What the exercise asks:
Exactly reproduce all the records, keeping pictures out of the copy.

-- START OF Dataset extract --

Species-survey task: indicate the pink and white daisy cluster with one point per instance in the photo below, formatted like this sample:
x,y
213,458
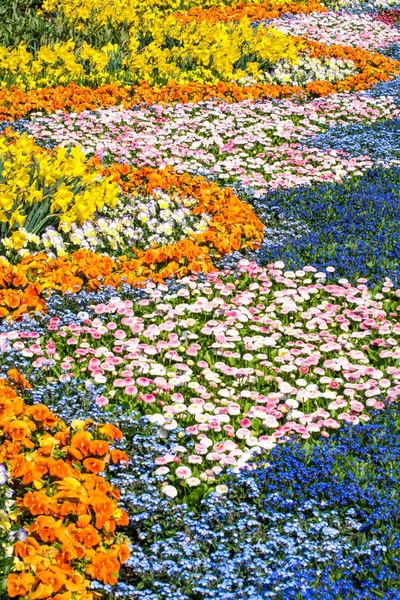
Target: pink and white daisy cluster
x,y
238,361
362,31
251,144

-- END OF Dataset extract --

Exercise response:
Species-survey task: indicate the pink and white daisy cluster with one point per instance in the photo below, formatted like this sample:
x,y
213,458
Target: pink and white daisy cluster
x,y
238,361
362,31
251,144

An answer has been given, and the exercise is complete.